[Start of Attachment]

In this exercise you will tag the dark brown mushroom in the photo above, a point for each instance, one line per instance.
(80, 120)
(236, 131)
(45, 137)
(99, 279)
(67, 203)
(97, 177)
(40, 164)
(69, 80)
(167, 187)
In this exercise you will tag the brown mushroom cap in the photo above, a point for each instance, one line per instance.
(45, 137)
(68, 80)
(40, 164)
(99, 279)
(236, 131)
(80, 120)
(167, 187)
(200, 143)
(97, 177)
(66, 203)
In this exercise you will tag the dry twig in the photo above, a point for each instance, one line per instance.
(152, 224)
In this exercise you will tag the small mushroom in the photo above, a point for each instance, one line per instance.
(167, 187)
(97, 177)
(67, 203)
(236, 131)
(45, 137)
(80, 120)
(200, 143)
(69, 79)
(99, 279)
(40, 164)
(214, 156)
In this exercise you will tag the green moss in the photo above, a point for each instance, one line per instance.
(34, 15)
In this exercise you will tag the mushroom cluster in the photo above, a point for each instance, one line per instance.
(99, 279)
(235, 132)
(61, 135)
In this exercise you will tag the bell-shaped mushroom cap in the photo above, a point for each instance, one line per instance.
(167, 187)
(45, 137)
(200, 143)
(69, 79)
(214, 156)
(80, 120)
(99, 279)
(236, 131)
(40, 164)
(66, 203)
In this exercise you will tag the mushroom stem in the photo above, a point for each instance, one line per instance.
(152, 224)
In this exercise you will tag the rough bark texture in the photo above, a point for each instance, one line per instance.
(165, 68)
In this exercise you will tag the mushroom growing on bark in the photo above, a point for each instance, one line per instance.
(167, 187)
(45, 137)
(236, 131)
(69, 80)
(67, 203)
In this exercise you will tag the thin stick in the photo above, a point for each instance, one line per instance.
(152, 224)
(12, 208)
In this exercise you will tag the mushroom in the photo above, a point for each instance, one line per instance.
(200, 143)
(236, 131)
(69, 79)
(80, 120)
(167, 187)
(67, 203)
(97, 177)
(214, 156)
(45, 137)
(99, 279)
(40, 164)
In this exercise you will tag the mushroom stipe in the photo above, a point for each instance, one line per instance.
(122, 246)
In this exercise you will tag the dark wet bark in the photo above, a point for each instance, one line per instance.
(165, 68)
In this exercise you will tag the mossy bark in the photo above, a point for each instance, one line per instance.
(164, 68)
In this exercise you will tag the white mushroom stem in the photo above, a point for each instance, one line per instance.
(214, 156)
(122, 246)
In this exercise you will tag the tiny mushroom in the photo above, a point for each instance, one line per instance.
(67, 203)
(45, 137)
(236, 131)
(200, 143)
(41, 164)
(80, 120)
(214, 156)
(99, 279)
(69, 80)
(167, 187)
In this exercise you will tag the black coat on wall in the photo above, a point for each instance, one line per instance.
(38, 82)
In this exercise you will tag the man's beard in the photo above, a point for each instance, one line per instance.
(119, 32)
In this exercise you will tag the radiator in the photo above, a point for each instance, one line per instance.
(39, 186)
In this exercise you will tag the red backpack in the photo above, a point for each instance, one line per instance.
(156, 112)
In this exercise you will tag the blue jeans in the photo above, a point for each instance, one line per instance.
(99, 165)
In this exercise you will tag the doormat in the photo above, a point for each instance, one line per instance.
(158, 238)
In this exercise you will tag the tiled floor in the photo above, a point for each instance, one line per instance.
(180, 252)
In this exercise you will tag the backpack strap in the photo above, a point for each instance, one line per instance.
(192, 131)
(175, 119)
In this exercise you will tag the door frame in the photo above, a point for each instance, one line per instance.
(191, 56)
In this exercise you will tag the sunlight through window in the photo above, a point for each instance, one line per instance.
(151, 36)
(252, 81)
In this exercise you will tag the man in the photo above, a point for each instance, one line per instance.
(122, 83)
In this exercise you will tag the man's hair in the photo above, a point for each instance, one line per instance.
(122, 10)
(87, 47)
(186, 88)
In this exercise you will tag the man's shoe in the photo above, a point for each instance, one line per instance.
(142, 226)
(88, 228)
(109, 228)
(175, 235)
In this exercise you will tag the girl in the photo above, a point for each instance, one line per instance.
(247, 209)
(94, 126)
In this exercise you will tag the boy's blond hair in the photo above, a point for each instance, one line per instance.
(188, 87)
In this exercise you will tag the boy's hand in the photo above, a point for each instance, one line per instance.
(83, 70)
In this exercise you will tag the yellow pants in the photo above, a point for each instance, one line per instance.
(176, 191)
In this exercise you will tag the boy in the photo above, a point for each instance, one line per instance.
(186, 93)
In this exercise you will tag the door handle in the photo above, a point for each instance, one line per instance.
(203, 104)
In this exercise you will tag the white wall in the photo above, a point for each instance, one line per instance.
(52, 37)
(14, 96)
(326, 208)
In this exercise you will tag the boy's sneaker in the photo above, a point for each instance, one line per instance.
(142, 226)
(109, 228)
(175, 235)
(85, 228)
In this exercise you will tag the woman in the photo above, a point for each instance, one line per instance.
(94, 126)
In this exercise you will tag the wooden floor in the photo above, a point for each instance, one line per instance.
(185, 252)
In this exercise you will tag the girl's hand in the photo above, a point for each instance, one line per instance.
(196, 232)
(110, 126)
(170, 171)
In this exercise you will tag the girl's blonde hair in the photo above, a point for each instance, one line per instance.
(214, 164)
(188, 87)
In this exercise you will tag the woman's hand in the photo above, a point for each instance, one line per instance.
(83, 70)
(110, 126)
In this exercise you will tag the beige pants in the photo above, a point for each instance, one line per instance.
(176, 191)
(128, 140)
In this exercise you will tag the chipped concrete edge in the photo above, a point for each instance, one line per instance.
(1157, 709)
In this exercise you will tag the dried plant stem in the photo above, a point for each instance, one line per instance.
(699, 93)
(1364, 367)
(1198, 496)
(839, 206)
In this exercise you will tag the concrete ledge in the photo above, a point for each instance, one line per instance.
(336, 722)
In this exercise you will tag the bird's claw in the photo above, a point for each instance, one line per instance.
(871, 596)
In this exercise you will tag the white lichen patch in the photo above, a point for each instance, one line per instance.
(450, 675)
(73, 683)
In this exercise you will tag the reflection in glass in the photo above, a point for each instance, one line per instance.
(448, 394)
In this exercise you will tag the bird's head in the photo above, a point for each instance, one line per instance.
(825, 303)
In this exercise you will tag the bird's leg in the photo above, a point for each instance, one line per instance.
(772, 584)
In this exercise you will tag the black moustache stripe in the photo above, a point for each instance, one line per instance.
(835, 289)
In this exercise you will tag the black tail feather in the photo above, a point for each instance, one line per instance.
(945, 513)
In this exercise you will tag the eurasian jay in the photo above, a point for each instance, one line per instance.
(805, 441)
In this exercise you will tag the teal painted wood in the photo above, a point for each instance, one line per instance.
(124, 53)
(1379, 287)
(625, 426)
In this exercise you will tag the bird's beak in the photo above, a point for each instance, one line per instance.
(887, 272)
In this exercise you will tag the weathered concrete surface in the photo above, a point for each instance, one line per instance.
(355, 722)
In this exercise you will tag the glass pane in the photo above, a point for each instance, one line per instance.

[End of Attachment]

_Task to complete_:
Exactly reproduce every line found in the records.

_Answer space_:
In this exercise you will tag the dark brown mushroom in the photo above, a point for each instance, one line per instance.
(80, 120)
(236, 131)
(45, 137)
(99, 279)
(67, 203)
(97, 177)
(40, 164)
(69, 80)
(167, 187)
In this exercise you will tag the brown mushroom cap in the photo above, a point for each instance, one line per instance.
(45, 137)
(68, 80)
(40, 164)
(99, 279)
(236, 131)
(80, 120)
(167, 187)
(200, 143)
(97, 177)
(66, 203)
In this exercise you will tag the dry twig in the photo above, a point for each instance, one line per instance.
(152, 224)
In this exercise you will tag the small mushroom in the photo above, a point for each instance, one line per instance.
(167, 187)
(97, 177)
(67, 203)
(236, 131)
(45, 137)
(80, 120)
(200, 143)
(69, 79)
(99, 279)
(40, 164)
(214, 156)
In this exercise you will tag the green moss in the photo above, a point for each instance, one line per instance.
(34, 15)
In this exercise you will tag the mushroom cluster in the photo above, a point for each instance, one line per instance.
(99, 279)
(235, 132)
(61, 135)
In this exercise you will tag the bell-shaped mushroom cap in the photo above, a point for each instance, one line per instance.
(167, 187)
(45, 137)
(200, 143)
(69, 79)
(214, 156)
(80, 120)
(99, 279)
(236, 131)
(40, 164)
(66, 203)
In this exercise you will tag the mushroom stem in the photo above, a point for each instance, one line per instance.
(152, 224)
In this exercise you will tag the rough bark texture in the photo above, a point for each instance, one line per instance.
(165, 68)
In this exercise you will tag the mushroom growing on bark in the photo above, a point for each instance, one line per instance.
(167, 187)
(45, 137)
(236, 131)
(69, 80)
(67, 203)
In this exercise you will tag the thin stick in the photo above, a point for each instance, one line per instance.
(152, 224)
(12, 208)
In this exercise you will tag the mushroom in the photo above, a point for each instance, one line per instance.
(200, 143)
(236, 131)
(69, 79)
(80, 120)
(167, 187)
(67, 203)
(97, 177)
(214, 156)
(45, 137)
(99, 279)
(40, 164)
In this exercise you will tag the mushroom stipe in the photo above, a point for each instance, one line per instance.
(122, 246)
In this exercise you will tag the dark wet bark in the photo above, a point for each instance, one line per instance.
(165, 68)
In this exercise you will tag the mossy bark in the photo above, a point for each instance, one line per instance.
(164, 68)
In this exercise you will tag the white mushroom stem in the photo above, a point for each instance, one line per instance.
(214, 156)
(122, 246)
In this exercise you will tag the tiny mushroom in the photo above, a point for each instance, one line per instance.
(67, 203)
(45, 137)
(236, 131)
(200, 143)
(41, 164)
(80, 120)
(214, 156)
(99, 279)
(69, 80)
(167, 187)
In this exercise you will tag the black coat on wall in the photo above, a point for each instance, one line per instance.
(38, 82)
In this exercise you will tag the man's beard in the photo above, a point for each instance, one line per instance.
(119, 32)
In this exercise you will tag the radiator in the photo above, a point for each instance, one line per instance.
(39, 186)
In this exercise you will tag the red backpack in the photo above, a point for each instance, one line per instance.
(156, 112)
In this exercise you will tag the blue jeans in the photo above, a point for each instance, one line per instance.
(99, 165)
In this exercise you will tag the doormat in the photo above, a point for each instance, one line per instance.
(158, 238)
In this exercise you will tag the tiled floor in the photo above, a point for each instance, one line per instance.
(180, 252)
In this exercise you will tag the backpack strap in the photo above, a point for each instance, one line per instance.
(192, 131)
(175, 119)
In this exercise you will tag the door frame in the photo above, a point for each instance, one line per instance.
(191, 56)
In this exercise you will tag the sunlight through window in the photo above, a point for each instance, one line per instance.
(151, 36)
(252, 81)
In this exercise you will tag the man in the photo above, a point for each instance, one line per instance.
(122, 83)
In this exercise you will tag the man's hair in the photo above, a point for each instance, one line per instance.
(122, 10)
(87, 47)
(186, 88)
In this exercise you will tag the man's shoe in the photo above, a point for each instance, one line per instance.
(142, 226)
(88, 228)
(109, 228)
(175, 235)
In this exercise you will tag the girl in the photo above, a point for each instance, one line per instance.
(247, 209)
(94, 126)
In this exercise you will tag the boy's blond hair in the photo above, a point for each instance, one line per instance.
(188, 87)
In this exercise you will tag the boy's hand in the photo above, a point for each instance, one line per instance.
(83, 70)
In this exercise you will tag the yellow pants in the photo above, a point for each instance, one line per instance.
(176, 191)
In this exercise you will tag the boy in the photo above, a point for each instance, one line per instance.
(186, 93)
In this exercise you will tag the door handle in the photo above, a point for each instance, one line per instance.
(203, 104)
In this exercise you will tag the white wall in the photo above, a point for each instance, one line per instance.
(52, 37)
(14, 96)
(326, 208)
In this exercise you will tag the boy's sneaker in the photo above, a point for each instance, one line per instance.
(142, 226)
(109, 228)
(175, 235)
(85, 228)
In this exercise you will tag the woman in the photo above, a point for each instance, one line per instance.
(94, 126)
In this exercise you will tag the wooden floor in the photo above, a point for each instance, one line per instance.
(185, 252)
In this exercise you will tag the girl's hand in the photo above, a point for each instance, one line per instance.
(196, 232)
(110, 126)
(170, 171)
In this exercise you will tag the girl's blonde hair in the photo above, a point for each instance, one line per instance.
(214, 164)
(188, 87)
In this exercise you will tag the woman's hand in the photo above, a point for each instance, one line per instance.
(83, 70)
(110, 126)
In this exercise you will tag the beige pants in the photo above, a point for each instance, one line per instance.
(176, 191)
(128, 140)
In this exercise you will tag the chipped concrete edge in the photo above, a point for each instance, one line per instance.
(1157, 709)
In this exercise you will tag the dried plant stem in the photo above, a point for each instance, one line per instance.
(699, 93)
(1364, 367)
(1198, 496)
(839, 206)
In this exercise you will tag the concrete ledge in the photo above, a point for each instance, one line per instance.
(336, 722)
In this exercise you will tag the bird's claw in the photo above, a point for each instance, one line per instance.
(871, 596)
In this exercise you will tag the white lichen patch in the photo above, a point for each instance, one line per instance.
(450, 675)
(73, 683)
In this exercise you will tag the reflection in glass in the photo above, a point for each instance, one line per instance.
(448, 394)
In this exercise you will tag the bird's head in the photo above, a point for each instance, one line per instance.
(825, 303)
In this exercise you will tag the bird's leg in the photo above, a point for each instance, one line per instance.
(772, 584)
In this exercise you will tag the black moustache stripe in the photo above, a point for each instance, one line per instance.
(835, 289)
In this exercise you will tag the black tail feather in the photo above, a point for each instance, one line per instance.
(945, 513)
In this exercise you will tag the eurasian jay in the photo above, a point for each instance, one line per instance.
(805, 441)
In this exercise you will tag the teal painted wood in the photo above, a point for each instance, one line per instance.
(124, 53)
(1379, 287)
(625, 426)
In this exercise you will tag the bird's beak in the photo above, a point for each instance, one line per instance.
(887, 272)
In this exercise you will tag the weathered concrete surface in the photo above, a point for each instance, one line per instance.
(355, 722)
In this exercise you will tag the glass pane in the photo above, a point for each instance, one line per instance.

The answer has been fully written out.